__Exercises__:
1 - Rewrite the passage of the project description that opens with the words containing "Dr. Sabatini is" and closes with "or hybrid learning.", replacing "platform" with "system".
2 - Write the next part of the project description, picking up right after its final sentence.

The project supports the six member projects to collaborate with each other , to build shared knowledge, and to disseminate that knowledge to stakeholders.
Dr. Sabatini is collaborating with MindTrust Inc. on an IES SBIR funded project, EdScape XR.
EdScape XR is an accessible virtual ‘escape room’ platform designed to advance middle and highschool STEM learning by engaging students in an interactive, multi-modal collaborative problem-solving learning environment. It addresses a well-documented issue in our education system - a lack of sustained interest in STEM subjects as typically taught in the classroom.
Rooms are designed to augment traditional modes of instruction by reinforcing conceptual understanding and enhancing students’ long-term retention of the material. Our assessment dashboard will help teachers realize which NGSS topics may need additional coverage based on student performance within those rooms and puzzles. The platform can be used for formal, informal, in-class, remote, or hybrid learning.
Intended educational outcomes include increased engagement, interest, and comfort with STEM subjects; problem-solving skills; and foundational subject knowledge.
In Phase I, we built a single room around the NGSS requirements for Photosynthesis and are currently piloting it in middle schools. It is complete with multiplayer support, a thematic room & storyline, collaborative AI, analytics, multiple difficulty levels, customizable avatars, and cross platform support.
Dr. Sabatini serves as an technical advisor to a project funded by the Office of Refugee Resettlement to REACT DC (https://www.reactdc.org/) in collaboration with Workbay, Inc. (https://www.workbay.net/) to develop and expand the ReactWorks.org Platform.

__Data records__:

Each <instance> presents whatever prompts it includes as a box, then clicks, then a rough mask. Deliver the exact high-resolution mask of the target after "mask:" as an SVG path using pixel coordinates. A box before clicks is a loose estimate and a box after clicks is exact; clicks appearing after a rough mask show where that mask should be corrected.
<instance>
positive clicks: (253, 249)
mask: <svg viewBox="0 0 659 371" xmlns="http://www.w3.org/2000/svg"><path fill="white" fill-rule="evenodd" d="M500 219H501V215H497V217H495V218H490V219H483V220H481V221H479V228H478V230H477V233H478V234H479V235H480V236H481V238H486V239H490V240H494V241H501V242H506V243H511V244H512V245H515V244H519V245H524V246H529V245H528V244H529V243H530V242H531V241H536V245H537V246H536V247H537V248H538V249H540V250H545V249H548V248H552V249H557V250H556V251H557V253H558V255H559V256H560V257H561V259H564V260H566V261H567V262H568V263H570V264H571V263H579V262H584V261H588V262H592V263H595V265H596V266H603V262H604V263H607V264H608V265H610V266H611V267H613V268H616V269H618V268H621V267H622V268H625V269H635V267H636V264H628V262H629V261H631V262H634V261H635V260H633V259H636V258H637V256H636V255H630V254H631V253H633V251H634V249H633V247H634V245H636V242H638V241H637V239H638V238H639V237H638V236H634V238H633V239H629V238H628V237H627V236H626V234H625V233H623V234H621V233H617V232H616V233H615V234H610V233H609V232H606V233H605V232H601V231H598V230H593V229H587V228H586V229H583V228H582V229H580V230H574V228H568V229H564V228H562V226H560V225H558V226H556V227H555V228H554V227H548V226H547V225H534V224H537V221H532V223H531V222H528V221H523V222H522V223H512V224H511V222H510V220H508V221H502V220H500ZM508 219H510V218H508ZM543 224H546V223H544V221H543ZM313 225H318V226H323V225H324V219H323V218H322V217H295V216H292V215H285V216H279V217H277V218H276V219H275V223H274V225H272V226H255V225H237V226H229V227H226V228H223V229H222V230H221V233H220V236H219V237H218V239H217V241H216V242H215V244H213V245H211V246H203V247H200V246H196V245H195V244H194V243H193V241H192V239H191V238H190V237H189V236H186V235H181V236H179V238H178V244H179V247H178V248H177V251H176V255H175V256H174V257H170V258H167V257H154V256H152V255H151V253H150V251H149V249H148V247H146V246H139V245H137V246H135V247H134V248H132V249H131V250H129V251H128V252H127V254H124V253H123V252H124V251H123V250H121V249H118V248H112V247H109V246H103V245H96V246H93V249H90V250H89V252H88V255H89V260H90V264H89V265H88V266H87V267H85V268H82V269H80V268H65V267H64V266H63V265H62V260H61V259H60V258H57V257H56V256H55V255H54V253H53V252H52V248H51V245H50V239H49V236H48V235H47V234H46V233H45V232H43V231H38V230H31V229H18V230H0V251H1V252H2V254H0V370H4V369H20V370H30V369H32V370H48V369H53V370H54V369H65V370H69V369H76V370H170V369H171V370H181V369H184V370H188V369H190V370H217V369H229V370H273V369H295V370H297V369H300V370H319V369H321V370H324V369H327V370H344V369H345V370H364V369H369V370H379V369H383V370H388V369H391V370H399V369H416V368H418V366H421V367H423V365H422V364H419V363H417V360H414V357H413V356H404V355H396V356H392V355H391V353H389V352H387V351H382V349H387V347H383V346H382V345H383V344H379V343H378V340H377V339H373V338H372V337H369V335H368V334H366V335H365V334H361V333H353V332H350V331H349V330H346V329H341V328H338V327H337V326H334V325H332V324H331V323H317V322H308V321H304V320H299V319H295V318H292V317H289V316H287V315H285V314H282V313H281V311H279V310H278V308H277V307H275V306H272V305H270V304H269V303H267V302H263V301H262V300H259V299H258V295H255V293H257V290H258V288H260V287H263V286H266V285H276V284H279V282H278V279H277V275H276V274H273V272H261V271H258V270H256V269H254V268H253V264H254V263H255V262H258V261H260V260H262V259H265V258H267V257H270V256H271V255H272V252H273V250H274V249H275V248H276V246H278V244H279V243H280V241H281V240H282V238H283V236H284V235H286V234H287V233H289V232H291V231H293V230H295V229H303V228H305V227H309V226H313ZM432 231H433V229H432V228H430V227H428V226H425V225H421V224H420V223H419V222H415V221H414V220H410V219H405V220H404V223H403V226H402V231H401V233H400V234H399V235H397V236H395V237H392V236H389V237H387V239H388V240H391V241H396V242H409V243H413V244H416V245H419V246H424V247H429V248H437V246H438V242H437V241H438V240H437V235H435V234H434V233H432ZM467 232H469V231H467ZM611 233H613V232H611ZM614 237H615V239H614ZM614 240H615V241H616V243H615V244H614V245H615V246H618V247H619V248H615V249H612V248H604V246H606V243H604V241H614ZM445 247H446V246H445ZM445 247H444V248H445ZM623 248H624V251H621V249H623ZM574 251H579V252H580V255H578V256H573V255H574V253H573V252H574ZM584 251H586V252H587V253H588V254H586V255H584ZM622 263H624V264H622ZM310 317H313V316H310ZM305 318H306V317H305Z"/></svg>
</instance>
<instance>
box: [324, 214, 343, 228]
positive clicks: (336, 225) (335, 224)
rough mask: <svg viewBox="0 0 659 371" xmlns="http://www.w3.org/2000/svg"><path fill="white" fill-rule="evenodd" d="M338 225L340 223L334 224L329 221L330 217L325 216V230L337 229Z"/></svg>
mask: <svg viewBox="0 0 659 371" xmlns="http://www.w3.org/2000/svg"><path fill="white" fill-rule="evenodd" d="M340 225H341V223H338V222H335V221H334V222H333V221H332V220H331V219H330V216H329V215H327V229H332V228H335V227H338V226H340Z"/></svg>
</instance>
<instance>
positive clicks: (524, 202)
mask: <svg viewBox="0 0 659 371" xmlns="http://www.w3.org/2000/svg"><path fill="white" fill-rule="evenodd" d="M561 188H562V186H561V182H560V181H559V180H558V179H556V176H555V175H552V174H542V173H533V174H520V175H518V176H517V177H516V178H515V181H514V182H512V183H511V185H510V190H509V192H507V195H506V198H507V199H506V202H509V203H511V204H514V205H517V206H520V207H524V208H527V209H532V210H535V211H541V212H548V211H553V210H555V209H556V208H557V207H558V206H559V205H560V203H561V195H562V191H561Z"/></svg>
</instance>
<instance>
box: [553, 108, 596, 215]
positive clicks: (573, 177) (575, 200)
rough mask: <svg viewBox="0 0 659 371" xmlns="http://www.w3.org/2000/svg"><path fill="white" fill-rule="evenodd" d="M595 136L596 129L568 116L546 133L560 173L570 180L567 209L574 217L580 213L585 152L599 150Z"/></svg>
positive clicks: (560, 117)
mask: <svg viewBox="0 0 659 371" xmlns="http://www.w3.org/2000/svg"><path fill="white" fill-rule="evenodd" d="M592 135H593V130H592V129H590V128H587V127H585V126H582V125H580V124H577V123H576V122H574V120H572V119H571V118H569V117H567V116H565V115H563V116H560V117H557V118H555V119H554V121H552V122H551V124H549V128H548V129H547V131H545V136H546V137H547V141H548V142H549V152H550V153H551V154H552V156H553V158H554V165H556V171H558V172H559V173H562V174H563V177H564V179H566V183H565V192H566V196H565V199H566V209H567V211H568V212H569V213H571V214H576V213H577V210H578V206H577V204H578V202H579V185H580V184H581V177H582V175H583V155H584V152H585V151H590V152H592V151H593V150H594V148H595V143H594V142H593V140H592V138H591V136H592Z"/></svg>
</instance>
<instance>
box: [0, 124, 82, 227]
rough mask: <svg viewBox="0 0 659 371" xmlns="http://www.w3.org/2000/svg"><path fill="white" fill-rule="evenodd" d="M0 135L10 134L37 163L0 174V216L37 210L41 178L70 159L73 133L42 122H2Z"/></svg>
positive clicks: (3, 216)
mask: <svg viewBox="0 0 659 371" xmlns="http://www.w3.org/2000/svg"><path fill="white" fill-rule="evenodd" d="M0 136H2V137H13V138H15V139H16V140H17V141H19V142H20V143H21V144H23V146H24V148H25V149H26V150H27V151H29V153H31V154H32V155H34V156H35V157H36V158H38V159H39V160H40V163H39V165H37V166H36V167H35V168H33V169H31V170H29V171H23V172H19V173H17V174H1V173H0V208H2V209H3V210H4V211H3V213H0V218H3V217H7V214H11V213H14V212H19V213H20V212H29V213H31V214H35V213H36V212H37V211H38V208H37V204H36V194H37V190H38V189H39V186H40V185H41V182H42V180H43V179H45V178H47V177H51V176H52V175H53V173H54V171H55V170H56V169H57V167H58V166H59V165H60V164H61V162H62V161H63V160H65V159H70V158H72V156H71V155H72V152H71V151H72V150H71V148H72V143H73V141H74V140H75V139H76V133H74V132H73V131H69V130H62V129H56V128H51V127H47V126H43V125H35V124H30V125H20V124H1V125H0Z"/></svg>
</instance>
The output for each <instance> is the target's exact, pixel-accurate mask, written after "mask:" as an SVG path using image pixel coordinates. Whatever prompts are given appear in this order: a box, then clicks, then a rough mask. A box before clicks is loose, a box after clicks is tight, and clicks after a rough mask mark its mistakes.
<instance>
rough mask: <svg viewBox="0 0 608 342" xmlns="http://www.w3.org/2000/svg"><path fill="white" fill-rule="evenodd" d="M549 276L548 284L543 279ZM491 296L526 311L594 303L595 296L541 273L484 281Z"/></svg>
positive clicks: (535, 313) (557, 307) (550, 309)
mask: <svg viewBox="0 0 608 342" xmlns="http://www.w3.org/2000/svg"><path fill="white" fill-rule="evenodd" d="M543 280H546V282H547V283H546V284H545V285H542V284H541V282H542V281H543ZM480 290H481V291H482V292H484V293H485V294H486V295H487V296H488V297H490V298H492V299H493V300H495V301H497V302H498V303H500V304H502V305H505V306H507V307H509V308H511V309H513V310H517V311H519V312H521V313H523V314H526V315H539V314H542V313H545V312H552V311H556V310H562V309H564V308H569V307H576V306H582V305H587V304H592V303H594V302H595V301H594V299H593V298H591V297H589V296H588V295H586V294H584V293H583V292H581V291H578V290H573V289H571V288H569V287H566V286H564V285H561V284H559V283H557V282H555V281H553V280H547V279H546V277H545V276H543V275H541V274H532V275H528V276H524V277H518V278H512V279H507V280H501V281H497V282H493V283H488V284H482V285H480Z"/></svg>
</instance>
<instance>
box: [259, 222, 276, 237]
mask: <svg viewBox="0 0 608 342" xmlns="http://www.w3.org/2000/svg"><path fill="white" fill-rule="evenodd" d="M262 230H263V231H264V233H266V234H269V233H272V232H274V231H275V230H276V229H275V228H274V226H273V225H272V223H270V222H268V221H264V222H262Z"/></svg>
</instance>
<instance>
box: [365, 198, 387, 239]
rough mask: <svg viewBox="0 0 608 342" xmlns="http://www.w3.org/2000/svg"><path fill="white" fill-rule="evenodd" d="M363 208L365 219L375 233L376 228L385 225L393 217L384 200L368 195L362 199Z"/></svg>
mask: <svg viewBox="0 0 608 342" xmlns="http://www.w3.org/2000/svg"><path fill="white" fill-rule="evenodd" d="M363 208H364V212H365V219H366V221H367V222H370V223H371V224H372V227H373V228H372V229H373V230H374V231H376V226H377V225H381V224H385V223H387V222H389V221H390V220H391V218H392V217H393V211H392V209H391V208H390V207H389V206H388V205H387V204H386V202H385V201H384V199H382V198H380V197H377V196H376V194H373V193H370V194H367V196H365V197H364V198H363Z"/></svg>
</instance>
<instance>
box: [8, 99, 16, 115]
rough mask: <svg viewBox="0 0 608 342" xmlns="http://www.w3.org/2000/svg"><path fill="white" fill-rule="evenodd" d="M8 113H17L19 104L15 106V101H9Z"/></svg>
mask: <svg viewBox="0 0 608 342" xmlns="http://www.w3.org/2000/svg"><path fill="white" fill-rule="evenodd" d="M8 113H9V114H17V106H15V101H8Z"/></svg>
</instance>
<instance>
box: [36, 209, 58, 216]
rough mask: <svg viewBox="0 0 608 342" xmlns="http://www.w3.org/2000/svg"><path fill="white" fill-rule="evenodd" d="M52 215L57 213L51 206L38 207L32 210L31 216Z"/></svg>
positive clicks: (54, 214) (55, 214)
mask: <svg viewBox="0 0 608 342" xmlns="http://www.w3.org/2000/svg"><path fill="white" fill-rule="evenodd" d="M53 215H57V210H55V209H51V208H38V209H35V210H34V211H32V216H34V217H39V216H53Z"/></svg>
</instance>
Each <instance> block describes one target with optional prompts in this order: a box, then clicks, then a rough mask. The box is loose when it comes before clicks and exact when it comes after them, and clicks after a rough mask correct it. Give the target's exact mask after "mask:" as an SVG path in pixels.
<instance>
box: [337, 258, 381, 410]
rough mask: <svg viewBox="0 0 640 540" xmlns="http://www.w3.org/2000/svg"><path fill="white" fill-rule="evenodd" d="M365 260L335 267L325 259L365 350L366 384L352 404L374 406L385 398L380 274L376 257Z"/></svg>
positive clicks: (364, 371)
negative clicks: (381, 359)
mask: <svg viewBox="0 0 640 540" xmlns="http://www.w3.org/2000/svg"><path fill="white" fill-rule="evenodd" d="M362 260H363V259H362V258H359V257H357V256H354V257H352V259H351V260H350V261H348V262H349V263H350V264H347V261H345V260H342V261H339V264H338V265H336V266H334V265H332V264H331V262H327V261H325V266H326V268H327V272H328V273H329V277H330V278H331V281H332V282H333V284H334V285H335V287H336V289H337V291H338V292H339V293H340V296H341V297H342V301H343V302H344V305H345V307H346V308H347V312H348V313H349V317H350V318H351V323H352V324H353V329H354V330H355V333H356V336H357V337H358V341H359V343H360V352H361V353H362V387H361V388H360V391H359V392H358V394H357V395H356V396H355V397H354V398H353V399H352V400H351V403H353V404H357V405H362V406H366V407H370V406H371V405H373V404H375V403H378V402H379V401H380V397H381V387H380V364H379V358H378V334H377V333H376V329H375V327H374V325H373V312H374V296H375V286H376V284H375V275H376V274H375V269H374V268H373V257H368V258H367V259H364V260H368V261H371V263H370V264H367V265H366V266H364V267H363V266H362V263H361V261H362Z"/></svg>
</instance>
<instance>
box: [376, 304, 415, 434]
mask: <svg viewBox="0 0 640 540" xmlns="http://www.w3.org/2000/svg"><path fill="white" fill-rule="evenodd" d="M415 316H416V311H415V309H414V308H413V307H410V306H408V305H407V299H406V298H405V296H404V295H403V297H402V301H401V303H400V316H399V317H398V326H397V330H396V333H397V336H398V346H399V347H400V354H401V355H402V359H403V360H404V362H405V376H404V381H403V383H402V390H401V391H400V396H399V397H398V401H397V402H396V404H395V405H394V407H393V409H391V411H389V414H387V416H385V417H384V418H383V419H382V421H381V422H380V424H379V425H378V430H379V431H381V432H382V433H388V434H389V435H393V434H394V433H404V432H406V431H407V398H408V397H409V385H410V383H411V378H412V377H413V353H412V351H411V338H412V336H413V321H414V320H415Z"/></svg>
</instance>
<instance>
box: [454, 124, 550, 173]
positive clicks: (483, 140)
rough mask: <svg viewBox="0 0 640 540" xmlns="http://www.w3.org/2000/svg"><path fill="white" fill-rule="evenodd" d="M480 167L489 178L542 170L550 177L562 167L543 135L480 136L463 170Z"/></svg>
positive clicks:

__Task-by-task answers__:
1 -
Dr. Sabatini is collaborating with MindTrust Inc. on an IES SBIR funded project, EdScape XR.
EdScape XR is an accessible virtual ‘escape room’ system designed to advance middle and highschool STEM learning by engaging students in an interactive, multi-modal collaborative problem-solving learning environment. It addresses a well-documented issue in our education system - a lack of sustained interest in STEM subjects as typically taught in the classroom.
Rooms are designed to augment traditional modes of instruction by reinforcing conceptual understanding and enhancing students’ long-term retention of the material. Our assessment dashboard will help teachers realize which NGSS topics may need additional coverage based on student performance within those rooms and puzzles. The system can be used for formal, informal, in-class, remote, or hybrid learning.

2 -
The ReactWorks.org Platform is an interactive career development platform that links recruitment, skill building and career navigation into one system delivered via Web and mobile iOS and Android applications.
ReactWorks.org provides tailored and integrated solutions for every economic stakeholder to achieve their goals:
● Educators: curate and assign skills-based training and career development for their students and connect with local business’ demands to create community-relevant lesson plans.
● Employers: provide pre-hire training, implement skills-based hiring practices, promote company mission and pathways, attract, train, and retain local talent.
● Students/Job Seekers: define their career pathway, find and keep careers that provide purpose, prosperity, and growth in the new economy.
● Super Administrators: predict, respond-to, and support the needs of the local economy, at every level. Close workforce gaps with real data and analytics and administer targeted and effective tools for their constituents.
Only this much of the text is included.